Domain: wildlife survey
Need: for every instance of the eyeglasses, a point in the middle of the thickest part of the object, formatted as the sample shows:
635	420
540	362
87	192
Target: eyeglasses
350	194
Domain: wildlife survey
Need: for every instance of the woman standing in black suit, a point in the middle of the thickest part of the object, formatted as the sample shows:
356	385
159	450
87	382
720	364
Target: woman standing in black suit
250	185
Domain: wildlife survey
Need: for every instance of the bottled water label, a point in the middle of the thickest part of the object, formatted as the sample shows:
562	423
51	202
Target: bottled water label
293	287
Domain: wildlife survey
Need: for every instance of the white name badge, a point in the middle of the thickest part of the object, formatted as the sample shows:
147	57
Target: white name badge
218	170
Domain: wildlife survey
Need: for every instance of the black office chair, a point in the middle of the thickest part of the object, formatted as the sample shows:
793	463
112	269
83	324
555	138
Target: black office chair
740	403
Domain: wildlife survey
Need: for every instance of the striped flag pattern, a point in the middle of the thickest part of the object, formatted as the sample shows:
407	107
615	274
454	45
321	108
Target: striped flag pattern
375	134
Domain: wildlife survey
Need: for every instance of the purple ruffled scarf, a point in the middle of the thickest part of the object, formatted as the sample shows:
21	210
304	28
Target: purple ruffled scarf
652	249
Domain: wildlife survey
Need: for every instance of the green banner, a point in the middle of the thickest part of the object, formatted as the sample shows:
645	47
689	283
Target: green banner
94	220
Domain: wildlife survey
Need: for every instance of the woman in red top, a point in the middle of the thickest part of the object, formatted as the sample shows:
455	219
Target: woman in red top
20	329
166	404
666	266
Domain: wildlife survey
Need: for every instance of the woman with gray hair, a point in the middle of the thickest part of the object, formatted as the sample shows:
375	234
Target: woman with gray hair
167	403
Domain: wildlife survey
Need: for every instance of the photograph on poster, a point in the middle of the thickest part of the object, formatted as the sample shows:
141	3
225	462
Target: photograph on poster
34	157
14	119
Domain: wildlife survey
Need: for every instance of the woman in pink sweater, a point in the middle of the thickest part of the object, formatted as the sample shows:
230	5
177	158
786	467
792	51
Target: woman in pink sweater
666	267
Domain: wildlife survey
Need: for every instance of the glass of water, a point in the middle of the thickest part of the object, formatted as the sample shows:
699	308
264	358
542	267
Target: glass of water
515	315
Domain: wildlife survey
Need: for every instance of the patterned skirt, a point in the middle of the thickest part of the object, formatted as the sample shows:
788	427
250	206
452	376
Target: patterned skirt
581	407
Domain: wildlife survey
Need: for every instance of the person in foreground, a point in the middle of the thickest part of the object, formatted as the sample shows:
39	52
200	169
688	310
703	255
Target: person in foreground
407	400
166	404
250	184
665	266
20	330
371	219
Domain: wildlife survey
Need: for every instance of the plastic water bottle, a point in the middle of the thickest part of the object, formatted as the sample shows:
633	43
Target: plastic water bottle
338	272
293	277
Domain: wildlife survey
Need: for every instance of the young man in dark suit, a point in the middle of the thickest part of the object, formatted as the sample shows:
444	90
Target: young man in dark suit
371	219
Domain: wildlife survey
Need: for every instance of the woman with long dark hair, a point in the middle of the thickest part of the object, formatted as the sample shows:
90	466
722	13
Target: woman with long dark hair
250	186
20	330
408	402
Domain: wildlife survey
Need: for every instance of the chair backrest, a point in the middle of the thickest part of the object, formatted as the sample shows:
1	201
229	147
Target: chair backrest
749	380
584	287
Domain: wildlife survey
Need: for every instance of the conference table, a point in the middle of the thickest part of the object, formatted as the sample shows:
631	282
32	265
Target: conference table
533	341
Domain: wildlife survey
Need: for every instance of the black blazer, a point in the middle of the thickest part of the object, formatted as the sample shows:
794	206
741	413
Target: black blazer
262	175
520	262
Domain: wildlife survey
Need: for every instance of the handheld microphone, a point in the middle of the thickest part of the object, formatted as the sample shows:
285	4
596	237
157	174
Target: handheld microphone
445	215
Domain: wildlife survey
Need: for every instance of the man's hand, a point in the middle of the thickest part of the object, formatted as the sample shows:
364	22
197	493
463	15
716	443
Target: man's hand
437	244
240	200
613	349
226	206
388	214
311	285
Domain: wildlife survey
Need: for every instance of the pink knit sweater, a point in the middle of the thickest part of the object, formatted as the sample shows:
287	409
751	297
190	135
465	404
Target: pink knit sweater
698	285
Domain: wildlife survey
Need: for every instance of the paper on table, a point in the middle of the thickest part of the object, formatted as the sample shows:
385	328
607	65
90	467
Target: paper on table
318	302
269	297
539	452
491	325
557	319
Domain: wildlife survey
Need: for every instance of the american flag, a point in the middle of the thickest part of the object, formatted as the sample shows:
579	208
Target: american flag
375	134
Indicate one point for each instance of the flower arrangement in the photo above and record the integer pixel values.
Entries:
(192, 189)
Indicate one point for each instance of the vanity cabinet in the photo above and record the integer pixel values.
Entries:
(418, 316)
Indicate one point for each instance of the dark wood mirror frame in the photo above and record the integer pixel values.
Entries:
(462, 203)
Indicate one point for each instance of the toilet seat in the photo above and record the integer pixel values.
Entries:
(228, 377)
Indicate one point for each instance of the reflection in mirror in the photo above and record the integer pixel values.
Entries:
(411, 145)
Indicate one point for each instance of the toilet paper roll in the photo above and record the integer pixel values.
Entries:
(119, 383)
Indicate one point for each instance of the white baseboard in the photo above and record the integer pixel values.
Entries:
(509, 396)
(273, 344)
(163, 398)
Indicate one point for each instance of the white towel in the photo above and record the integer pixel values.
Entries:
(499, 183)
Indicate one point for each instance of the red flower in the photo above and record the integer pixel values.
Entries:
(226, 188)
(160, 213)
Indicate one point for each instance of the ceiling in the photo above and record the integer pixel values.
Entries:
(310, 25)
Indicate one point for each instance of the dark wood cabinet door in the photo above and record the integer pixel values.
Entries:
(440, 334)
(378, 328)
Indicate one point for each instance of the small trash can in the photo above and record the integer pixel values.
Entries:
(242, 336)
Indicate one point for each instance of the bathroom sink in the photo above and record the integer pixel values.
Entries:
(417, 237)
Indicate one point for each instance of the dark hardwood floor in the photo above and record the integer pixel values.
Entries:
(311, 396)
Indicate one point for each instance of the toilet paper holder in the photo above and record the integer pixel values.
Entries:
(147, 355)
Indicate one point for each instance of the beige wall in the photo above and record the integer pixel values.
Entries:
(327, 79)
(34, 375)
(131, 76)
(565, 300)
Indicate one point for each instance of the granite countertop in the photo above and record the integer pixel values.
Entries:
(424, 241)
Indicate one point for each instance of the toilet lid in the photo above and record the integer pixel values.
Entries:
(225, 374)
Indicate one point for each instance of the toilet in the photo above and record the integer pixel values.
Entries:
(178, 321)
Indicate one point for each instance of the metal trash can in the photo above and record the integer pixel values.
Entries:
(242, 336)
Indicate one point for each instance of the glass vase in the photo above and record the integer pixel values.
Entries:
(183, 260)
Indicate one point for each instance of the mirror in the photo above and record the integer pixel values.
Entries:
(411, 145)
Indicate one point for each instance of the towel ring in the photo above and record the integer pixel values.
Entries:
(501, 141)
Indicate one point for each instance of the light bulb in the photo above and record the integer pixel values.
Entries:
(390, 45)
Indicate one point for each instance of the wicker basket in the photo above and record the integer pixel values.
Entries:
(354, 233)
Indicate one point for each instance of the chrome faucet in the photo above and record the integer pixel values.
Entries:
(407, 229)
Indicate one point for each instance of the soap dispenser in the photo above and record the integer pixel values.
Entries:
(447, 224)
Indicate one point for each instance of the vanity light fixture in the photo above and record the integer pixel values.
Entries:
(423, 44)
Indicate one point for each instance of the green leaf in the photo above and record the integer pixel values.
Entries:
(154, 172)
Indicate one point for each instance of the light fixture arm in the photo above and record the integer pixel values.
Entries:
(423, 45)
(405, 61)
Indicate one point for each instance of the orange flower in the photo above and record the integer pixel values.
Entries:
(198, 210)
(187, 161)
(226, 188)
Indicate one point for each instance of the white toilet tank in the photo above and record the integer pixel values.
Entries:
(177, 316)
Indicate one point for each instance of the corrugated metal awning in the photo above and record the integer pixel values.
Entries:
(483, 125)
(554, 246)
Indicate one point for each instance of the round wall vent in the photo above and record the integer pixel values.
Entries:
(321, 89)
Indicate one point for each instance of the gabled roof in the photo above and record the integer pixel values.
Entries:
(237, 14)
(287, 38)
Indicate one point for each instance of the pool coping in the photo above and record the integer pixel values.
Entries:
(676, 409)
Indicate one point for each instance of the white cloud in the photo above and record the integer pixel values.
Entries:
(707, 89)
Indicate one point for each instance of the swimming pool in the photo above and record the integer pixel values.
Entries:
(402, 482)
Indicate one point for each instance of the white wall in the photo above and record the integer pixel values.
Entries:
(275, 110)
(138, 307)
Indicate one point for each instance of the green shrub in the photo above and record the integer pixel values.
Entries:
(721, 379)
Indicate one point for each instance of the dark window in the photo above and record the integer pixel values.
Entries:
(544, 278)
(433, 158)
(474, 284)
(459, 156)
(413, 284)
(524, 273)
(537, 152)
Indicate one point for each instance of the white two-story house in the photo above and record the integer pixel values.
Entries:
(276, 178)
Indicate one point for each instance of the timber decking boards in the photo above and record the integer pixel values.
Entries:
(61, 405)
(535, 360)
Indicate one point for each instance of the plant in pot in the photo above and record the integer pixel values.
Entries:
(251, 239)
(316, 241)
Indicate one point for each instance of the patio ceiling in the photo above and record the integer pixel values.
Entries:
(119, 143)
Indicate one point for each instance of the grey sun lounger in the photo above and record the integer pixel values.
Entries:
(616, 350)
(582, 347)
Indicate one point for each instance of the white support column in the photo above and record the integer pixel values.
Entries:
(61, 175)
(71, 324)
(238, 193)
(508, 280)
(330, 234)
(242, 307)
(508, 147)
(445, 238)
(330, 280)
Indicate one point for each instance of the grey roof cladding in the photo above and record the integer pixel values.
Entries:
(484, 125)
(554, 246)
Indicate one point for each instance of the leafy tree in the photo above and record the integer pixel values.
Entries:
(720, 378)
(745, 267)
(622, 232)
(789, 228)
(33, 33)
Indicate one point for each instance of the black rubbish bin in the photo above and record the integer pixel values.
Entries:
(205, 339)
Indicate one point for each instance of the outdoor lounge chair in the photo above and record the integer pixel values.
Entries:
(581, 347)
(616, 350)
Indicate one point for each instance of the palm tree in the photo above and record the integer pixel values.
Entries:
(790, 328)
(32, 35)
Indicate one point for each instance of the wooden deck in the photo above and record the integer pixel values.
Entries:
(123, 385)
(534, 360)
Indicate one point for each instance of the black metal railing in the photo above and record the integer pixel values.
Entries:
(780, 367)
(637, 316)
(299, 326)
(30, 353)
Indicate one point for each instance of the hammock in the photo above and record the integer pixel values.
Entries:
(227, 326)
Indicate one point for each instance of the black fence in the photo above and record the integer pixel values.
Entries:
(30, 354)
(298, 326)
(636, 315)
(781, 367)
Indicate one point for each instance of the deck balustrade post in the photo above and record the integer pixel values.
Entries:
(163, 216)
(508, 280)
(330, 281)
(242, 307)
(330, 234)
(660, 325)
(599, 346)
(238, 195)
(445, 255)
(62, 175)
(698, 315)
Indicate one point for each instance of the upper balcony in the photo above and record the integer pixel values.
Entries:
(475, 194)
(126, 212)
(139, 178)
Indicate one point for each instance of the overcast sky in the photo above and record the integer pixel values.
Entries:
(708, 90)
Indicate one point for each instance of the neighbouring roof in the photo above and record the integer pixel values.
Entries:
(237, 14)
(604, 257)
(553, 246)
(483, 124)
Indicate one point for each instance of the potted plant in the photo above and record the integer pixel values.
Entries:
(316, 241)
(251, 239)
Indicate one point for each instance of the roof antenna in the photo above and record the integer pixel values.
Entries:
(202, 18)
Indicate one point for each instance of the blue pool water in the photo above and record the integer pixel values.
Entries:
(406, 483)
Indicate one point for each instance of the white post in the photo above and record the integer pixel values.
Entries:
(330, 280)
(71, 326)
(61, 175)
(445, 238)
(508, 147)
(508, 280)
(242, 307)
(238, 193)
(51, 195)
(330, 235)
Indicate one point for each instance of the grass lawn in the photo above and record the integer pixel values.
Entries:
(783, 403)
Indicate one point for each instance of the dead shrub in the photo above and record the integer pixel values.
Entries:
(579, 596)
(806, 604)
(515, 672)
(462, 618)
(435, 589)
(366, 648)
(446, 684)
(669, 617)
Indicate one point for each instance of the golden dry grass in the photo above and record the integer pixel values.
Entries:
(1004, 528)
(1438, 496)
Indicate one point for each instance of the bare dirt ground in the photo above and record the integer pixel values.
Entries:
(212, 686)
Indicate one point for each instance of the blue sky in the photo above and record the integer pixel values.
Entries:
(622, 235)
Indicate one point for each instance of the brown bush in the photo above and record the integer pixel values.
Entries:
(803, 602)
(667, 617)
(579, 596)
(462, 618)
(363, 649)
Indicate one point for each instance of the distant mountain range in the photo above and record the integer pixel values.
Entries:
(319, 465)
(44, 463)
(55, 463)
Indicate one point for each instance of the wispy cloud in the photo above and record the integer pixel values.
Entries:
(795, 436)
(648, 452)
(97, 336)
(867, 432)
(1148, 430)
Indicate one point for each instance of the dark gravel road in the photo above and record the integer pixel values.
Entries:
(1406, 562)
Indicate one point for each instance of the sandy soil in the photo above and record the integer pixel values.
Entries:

○ ○ ○ ○

> **Instructions to follow**
Rewrite the rows starting with the line containing "Indicate one point for each instance of the distant" and going on through the end of the rows, replacing "wispy cloud" with "cirrus cloud" and leaving everything else unchanged.

> **Solution to the exercise**
Indicate one point for each instance of the distant mountain range in the photo above and record the integer pixel values.
Entries:
(319, 465)
(44, 463)
(55, 463)
Indicate one point for each instance of the cirrus cloud in the photo above and record the integer pixel values.
Entries:
(795, 436)
(648, 452)
(97, 336)
(867, 432)
(1148, 430)
Indicate one point for each instance of the dark gravel road in the photo above and record the integer pixel values.
Entries:
(1406, 562)
Indicate one point for each instance of the sandy soil in the photo above and record the integer pixel values.
Entries:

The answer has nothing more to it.